## What is expected
Can you write out the lines below word for word, leaving the pictures out of your answer?

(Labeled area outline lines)
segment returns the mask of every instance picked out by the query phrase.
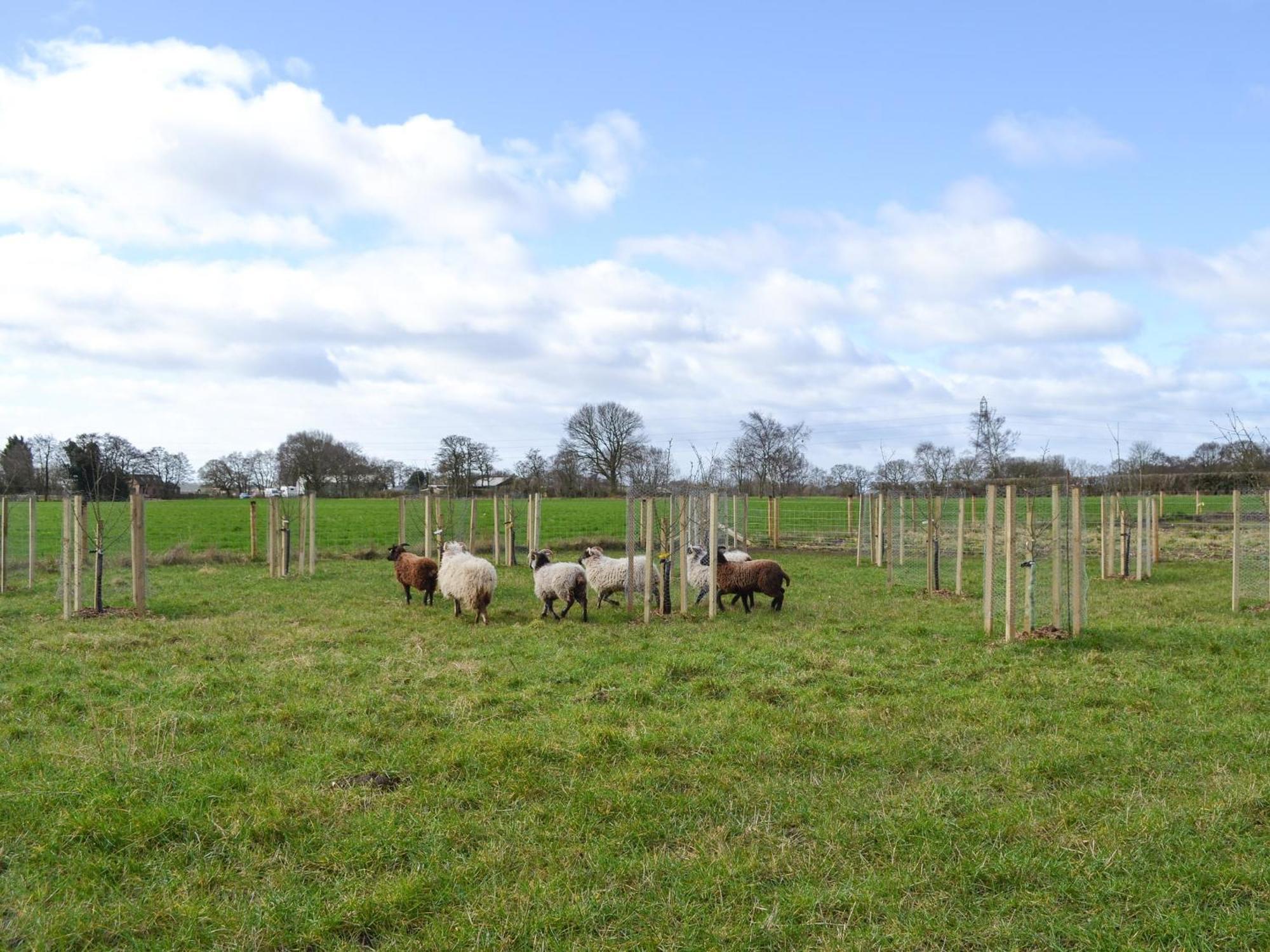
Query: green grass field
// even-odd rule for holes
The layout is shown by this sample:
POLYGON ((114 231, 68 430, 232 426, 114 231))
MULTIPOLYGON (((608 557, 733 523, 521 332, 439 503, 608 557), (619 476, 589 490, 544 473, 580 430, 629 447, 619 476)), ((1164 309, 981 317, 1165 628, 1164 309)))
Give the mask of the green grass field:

## Answer in full
segment returns the mask of every instance picked out by the query phrase.
Query: green grass field
// even-odd rule for holes
The layout is shown by this sample:
POLYGON ((114 231, 68 430, 232 426, 114 231))
MULTIPOLYGON (((608 557, 733 523, 521 332, 439 503, 608 557), (619 476, 589 490, 544 473, 580 430, 629 447, 619 476)), ((1164 309, 981 317, 1165 628, 1164 309)))
Give the mask of the green grass field:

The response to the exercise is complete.